### Text shown
★ ★ ★ ★
Posted On: October 26, 2007

USCIS Announces Changes in Vietnamese Adoption Process

On October 25, 2007, the U.S. Citizenship and Immigration Services (USCIS) announced procedural changes in the filings of Form I-600, Petition to Classify Orphan as an Immediate Relative when the I-600 is being filed on behalf of a Vietnamese child on or after October 29, 2007. Starting on October 29, 2007, the USCIS office in Ho Chi Minh City, Vietnam will have sole jurisdiction over all such I-600s.

The change is being made in response to concerns about irregularities that the USCIS says have been occurring in identifying children for adoption in Vietnam and in identifying them as orphans. Accordingly, the processing will be centralized in Ho Chi Minh City.

The USCIS is encouraging prospective adoptive parents to file the I-600 (and the required supporting documents directly with the USCIS in Ho Chi Minh City before traveling to Vietnam. The application and supporting documents if sent by courier should be sent to the United States Consulate General, 4 Le Duan Street, District 1,
Ho Chi Minh City, Vietnam, Attn: DHS/USCIS.

The prospective adoptive parent petitioners will receive a notice of receipt from the USCIS Ho Chi Minh City office which will review the petition and supporting evidence to determine whether the child qualifies as an orphan. As necessary, an administrative field inquiry or a request for evidence will be necessary to make that determination, something that the USCIS anticipates should be completed in 60 days. Then, if the child qualifies as an orphan, the USCIS will notify the prospective parents that they may then travel to Vietnam to proceed with the adoption.
★ ★ ★ ★
### Task brief
Decide whether each statement agrees with the USCIS announcement on Vietnamese adoptions. Answer yes or no for each, and quote the words of the announcement that decide it.
1. Starting October 29, 2007, the USCIS office in Ho Chi Minh City alone handles I-600 petitions filed for Vietnamese children.
2. USCIS expects its review of a petition to be completed in 90 days.
3. USCIS encourages prospective adoptive parents to travel to Vietnam before filing the I-600.
Rely only on the text above for what comes next.

### Records shown
★ ★ ★ ★
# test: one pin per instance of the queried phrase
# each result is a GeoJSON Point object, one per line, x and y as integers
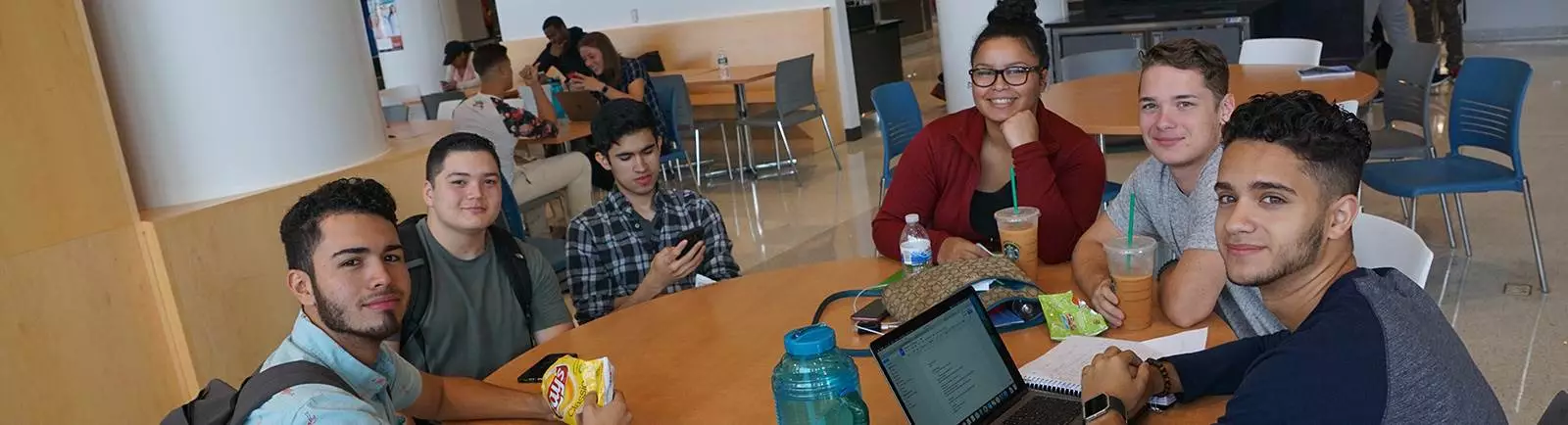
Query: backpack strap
{"type": "Point", "coordinates": [263, 386]}
{"type": "Point", "coordinates": [417, 263]}
{"type": "Point", "coordinates": [516, 268]}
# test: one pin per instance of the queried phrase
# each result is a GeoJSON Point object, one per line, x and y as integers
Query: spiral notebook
{"type": "Point", "coordinates": [1060, 370]}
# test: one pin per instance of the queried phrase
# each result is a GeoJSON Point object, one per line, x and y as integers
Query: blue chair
{"type": "Point", "coordinates": [1489, 99]}
{"type": "Point", "coordinates": [899, 119]}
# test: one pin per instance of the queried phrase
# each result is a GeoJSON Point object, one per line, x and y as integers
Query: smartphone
{"type": "Point", "coordinates": [535, 373]}
{"type": "Point", "coordinates": [872, 312]}
{"type": "Point", "coordinates": [692, 237]}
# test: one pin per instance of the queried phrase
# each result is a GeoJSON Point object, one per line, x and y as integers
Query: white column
{"type": "Point", "coordinates": [958, 23]}
{"type": "Point", "coordinates": [221, 98]}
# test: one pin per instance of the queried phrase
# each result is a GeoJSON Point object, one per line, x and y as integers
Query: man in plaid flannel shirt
{"type": "Point", "coordinates": [627, 248]}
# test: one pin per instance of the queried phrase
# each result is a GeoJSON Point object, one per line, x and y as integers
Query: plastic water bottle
{"type": "Point", "coordinates": [914, 245]}
{"type": "Point", "coordinates": [723, 63]}
{"type": "Point", "coordinates": [815, 383]}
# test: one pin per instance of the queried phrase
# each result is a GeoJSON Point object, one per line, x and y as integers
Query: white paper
{"type": "Point", "coordinates": [1180, 344]}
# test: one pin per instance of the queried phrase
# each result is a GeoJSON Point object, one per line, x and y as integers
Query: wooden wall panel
{"type": "Point", "coordinates": [762, 38]}
{"type": "Point", "coordinates": [80, 341]}
{"type": "Point", "coordinates": [60, 156]}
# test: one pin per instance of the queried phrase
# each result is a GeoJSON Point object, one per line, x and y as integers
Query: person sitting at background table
{"type": "Point", "coordinates": [472, 322]}
{"type": "Point", "coordinates": [956, 172]}
{"type": "Point", "coordinates": [488, 115]}
{"type": "Point", "coordinates": [1184, 99]}
{"type": "Point", "coordinates": [1360, 346]}
{"type": "Point", "coordinates": [629, 248]}
{"type": "Point", "coordinates": [460, 67]}
{"type": "Point", "coordinates": [345, 268]}
{"type": "Point", "coordinates": [616, 77]}
{"type": "Point", "coordinates": [562, 51]}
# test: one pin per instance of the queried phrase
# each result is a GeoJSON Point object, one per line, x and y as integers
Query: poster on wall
{"type": "Point", "coordinates": [384, 25]}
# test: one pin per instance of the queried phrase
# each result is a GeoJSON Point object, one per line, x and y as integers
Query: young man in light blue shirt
{"type": "Point", "coordinates": [345, 268]}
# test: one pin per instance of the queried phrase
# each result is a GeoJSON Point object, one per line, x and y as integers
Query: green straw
{"type": "Point", "coordinates": [1011, 174]}
{"type": "Point", "coordinates": [1133, 209]}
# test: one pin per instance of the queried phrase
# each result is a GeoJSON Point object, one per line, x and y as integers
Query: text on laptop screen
{"type": "Point", "coordinates": [949, 370]}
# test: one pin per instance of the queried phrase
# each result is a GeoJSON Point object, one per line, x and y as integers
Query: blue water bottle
{"type": "Point", "coordinates": [815, 383]}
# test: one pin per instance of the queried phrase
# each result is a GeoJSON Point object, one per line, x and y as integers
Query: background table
{"type": "Point", "coordinates": [708, 354]}
{"type": "Point", "coordinates": [1109, 104]}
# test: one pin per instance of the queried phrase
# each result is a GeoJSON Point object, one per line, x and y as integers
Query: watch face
{"type": "Point", "coordinates": [1097, 404]}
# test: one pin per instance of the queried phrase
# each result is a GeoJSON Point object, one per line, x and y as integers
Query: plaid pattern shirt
{"type": "Point", "coordinates": [608, 253]}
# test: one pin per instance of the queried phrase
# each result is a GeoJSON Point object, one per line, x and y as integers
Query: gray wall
{"type": "Point", "coordinates": [1517, 20]}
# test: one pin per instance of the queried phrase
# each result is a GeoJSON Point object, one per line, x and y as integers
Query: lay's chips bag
{"type": "Point", "coordinates": [569, 380]}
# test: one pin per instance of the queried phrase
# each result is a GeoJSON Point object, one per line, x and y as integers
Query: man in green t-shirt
{"type": "Point", "coordinates": [474, 322]}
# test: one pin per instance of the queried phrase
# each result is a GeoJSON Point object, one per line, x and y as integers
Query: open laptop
{"type": "Point", "coordinates": [949, 365]}
{"type": "Point", "coordinates": [579, 106]}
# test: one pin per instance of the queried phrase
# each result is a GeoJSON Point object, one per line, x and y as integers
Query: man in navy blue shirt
{"type": "Point", "coordinates": [1361, 346]}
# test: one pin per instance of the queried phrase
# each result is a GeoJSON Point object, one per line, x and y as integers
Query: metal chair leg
{"type": "Point", "coordinates": [1463, 223]}
{"type": "Point", "coordinates": [828, 130]}
{"type": "Point", "coordinates": [1411, 216]}
{"type": "Point", "coordinates": [1446, 221]}
{"type": "Point", "coordinates": [1536, 236]}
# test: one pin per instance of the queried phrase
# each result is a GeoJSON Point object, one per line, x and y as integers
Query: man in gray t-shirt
{"type": "Point", "coordinates": [1183, 101]}
{"type": "Point", "coordinates": [474, 322]}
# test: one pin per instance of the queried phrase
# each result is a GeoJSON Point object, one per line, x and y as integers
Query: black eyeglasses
{"type": "Point", "coordinates": [1015, 75]}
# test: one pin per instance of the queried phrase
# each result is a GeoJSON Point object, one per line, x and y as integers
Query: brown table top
{"type": "Point", "coordinates": [1109, 104]}
{"type": "Point", "coordinates": [706, 354]}
{"type": "Point", "coordinates": [737, 74]}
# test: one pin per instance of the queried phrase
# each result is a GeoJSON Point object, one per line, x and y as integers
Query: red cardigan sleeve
{"type": "Point", "coordinates": [1065, 190]}
{"type": "Point", "coordinates": [914, 190]}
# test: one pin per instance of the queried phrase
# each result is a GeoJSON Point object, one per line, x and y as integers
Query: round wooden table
{"type": "Point", "coordinates": [1109, 104]}
{"type": "Point", "coordinates": [706, 354]}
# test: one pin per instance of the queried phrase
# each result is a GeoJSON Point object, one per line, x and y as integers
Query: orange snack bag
{"type": "Point", "coordinates": [569, 380]}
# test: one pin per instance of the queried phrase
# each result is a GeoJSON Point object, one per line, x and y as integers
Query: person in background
{"type": "Point", "coordinates": [460, 68]}
{"type": "Point", "coordinates": [345, 268]}
{"type": "Point", "coordinates": [562, 51]}
{"type": "Point", "coordinates": [616, 77]}
{"type": "Point", "coordinates": [488, 115]}
{"type": "Point", "coordinates": [474, 322]}
{"type": "Point", "coordinates": [1450, 31]}
{"type": "Point", "coordinates": [956, 172]}
{"type": "Point", "coordinates": [629, 248]}
{"type": "Point", "coordinates": [1360, 346]}
{"type": "Point", "coordinates": [1183, 101]}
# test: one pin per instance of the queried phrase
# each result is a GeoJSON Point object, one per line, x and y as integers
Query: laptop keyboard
{"type": "Point", "coordinates": [1047, 409]}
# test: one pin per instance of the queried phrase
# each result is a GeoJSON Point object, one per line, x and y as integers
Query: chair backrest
{"type": "Point", "coordinates": [446, 109]}
{"type": "Point", "coordinates": [1407, 85]}
{"type": "Point", "coordinates": [1489, 101]}
{"type": "Point", "coordinates": [1282, 51]}
{"type": "Point", "coordinates": [1380, 242]}
{"type": "Point", "coordinates": [794, 86]}
{"type": "Point", "coordinates": [400, 94]}
{"type": "Point", "coordinates": [665, 91]}
{"type": "Point", "coordinates": [898, 118]}
{"type": "Point", "coordinates": [1098, 63]}
{"type": "Point", "coordinates": [433, 101]}
{"type": "Point", "coordinates": [1353, 107]}
{"type": "Point", "coordinates": [394, 114]}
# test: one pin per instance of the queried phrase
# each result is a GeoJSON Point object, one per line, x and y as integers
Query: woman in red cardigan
{"type": "Point", "coordinates": [956, 171]}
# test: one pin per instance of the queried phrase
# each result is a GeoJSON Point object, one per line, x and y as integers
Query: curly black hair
{"type": "Point", "coordinates": [455, 143]}
{"type": "Point", "coordinates": [1333, 141]}
{"type": "Point", "coordinates": [1015, 20]}
{"type": "Point", "coordinates": [616, 119]}
{"type": "Point", "coordinates": [302, 226]}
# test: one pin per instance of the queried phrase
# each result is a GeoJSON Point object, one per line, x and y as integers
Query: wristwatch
{"type": "Point", "coordinates": [1102, 404]}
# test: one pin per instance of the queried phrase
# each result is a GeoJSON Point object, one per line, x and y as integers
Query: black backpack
{"type": "Point", "coordinates": [512, 262]}
{"type": "Point", "coordinates": [220, 403]}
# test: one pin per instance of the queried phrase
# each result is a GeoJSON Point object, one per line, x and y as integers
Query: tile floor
{"type": "Point", "coordinates": [1518, 341]}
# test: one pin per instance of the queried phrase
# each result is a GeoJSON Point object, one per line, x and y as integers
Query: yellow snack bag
{"type": "Point", "coordinates": [569, 380]}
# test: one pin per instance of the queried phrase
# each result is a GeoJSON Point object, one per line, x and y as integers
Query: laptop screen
{"type": "Point", "coordinates": [949, 369]}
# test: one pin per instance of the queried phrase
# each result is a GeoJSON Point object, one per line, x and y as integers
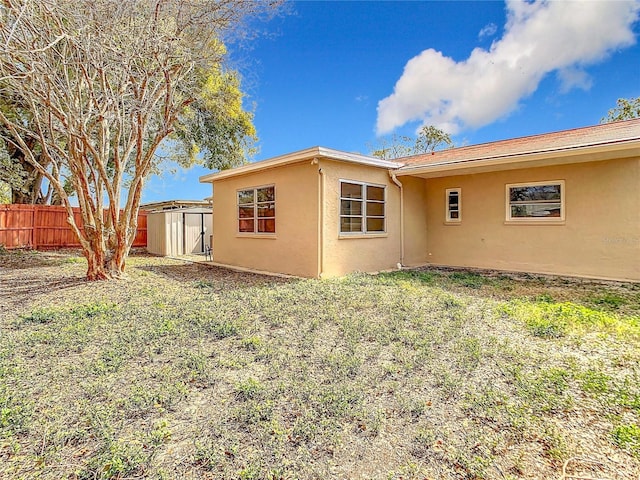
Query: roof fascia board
{"type": "Point", "coordinates": [521, 157]}
{"type": "Point", "coordinates": [308, 154]}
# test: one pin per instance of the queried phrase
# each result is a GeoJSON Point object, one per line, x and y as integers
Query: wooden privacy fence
{"type": "Point", "coordinates": [45, 227]}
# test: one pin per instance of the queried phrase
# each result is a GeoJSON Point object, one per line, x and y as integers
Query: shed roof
{"type": "Point", "coordinates": [615, 136]}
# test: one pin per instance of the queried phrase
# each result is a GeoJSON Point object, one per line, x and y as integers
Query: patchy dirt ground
{"type": "Point", "coordinates": [182, 370]}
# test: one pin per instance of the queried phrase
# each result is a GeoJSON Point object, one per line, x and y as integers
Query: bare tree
{"type": "Point", "coordinates": [429, 138]}
{"type": "Point", "coordinates": [625, 109]}
{"type": "Point", "coordinates": [107, 82]}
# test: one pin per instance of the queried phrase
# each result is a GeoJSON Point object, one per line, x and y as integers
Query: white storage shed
{"type": "Point", "coordinates": [179, 230]}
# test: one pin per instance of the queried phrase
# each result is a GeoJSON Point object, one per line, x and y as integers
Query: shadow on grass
{"type": "Point", "coordinates": [214, 277]}
{"type": "Point", "coordinates": [15, 290]}
{"type": "Point", "coordinates": [26, 259]}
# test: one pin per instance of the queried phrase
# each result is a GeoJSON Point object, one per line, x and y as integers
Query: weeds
{"type": "Point", "coordinates": [183, 372]}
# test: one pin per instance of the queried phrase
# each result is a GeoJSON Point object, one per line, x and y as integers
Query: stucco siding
{"type": "Point", "coordinates": [293, 248]}
{"type": "Point", "coordinates": [599, 238]}
{"type": "Point", "coordinates": [415, 221]}
{"type": "Point", "coordinates": [341, 253]}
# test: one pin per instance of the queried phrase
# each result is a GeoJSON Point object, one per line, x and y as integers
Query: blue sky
{"type": "Point", "coordinates": [341, 73]}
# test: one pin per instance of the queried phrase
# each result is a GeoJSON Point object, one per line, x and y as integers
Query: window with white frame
{"type": "Point", "coordinates": [453, 198]}
{"type": "Point", "coordinates": [536, 201]}
{"type": "Point", "coordinates": [257, 210]}
{"type": "Point", "coordinates": [362, 207]}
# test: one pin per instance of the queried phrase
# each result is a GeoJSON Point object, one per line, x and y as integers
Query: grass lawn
{"type": "Point", "coordinates": [187, 371]}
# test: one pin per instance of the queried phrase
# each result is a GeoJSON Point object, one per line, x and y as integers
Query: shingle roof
{"type": "Point", "coordinates": [607, 133]}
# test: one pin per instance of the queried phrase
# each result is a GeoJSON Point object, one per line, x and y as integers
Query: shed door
{"type": "Point", "coordinates": [197, 227]}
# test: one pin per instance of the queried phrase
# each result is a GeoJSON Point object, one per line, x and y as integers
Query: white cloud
{"type": "Point", "coordinates": [488, 30]}
{"type": "Point", "coordinates": [539, 38]}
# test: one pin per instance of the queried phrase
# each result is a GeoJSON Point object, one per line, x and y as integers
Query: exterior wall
{"type": "Point", "coordinates": [600, 237]}
{"type": "Point", "coordinates": [342, 254]}
{"type": "Point", "coordinates": [415, 221]}
{"type": "Point", "coordinates": [293, 248]}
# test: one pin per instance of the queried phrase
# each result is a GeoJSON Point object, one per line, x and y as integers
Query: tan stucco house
{"type": "Point", "coordinates": [564, 203]}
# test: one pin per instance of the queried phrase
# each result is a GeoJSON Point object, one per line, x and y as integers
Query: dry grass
{"type": "Point", "coordinates": [187, 371]}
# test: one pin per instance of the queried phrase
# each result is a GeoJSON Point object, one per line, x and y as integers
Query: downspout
{"type": "Point", "coordinates": [395, 180]}
{"type": "Point", "coordinates": [315, 161]}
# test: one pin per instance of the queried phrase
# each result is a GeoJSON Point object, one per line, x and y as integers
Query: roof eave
{"type": "Point", "coordinates": [554, 156]}
{"type": "Point", "coordinates": [308, 154]}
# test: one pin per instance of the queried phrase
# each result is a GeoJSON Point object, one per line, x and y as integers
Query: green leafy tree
{"type": "Point", "coordinates": [625, 109]}
{"type": "Point", "coordinates": [25, 182]}
{"type": "Point", "coordinates": [107, 84]}
{"type": "Point", "coordinates": [428, 140]}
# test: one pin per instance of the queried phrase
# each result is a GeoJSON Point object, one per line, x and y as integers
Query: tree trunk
{"type": "Point", "coordinates": [106, 259]}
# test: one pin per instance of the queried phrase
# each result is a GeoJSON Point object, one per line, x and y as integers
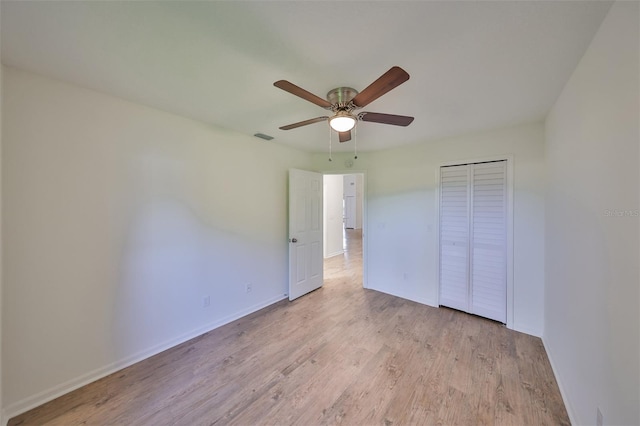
★ ★ ★ ★
### The response
1. Yes: "the USCIS office in Ho Chi Minh City, Vietnam will have sole jurisdiction over all such I-600s."
2. No: "something that the USCIS anticipates should be completed in 60 days."
3. No: "directly with the USCIS in Ho Chi Minh City before traveling to Vietnam"